# Records provided:
## Begin

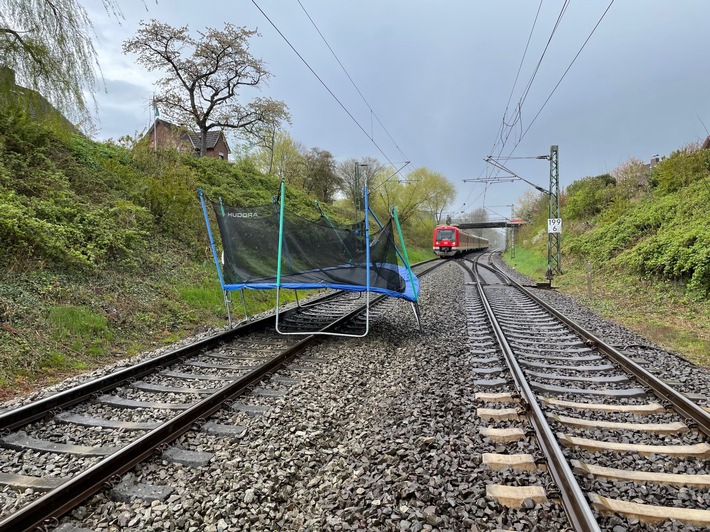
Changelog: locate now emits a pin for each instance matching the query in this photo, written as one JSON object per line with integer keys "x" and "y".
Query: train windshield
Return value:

## End
## Begin

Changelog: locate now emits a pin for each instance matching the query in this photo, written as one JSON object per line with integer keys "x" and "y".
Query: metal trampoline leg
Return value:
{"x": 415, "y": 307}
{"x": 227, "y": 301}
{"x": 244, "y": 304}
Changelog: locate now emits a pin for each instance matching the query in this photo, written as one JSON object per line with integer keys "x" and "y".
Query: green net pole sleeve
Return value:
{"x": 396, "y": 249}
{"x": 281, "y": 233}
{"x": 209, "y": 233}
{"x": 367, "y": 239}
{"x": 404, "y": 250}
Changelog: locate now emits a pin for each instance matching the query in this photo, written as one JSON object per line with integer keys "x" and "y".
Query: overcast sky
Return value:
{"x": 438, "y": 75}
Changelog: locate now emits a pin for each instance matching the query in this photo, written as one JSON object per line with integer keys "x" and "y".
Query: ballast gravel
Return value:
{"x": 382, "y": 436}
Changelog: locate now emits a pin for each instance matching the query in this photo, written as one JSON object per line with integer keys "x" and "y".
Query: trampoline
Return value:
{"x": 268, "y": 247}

## End
## Begin

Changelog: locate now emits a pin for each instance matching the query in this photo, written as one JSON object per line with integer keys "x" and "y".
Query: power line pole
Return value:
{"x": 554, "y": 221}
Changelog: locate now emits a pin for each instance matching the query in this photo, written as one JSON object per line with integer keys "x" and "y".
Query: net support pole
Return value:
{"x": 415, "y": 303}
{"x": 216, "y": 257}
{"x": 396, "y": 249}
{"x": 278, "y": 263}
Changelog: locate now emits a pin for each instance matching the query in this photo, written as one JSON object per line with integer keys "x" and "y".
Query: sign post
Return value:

## End

Report every line in the records above that contains the word "pole", copying each line in full. Case counts, so only matches in the same letter case qualify.

# Response below:
Query: green net pole sleeve
Query: power line pole
Query: net support pole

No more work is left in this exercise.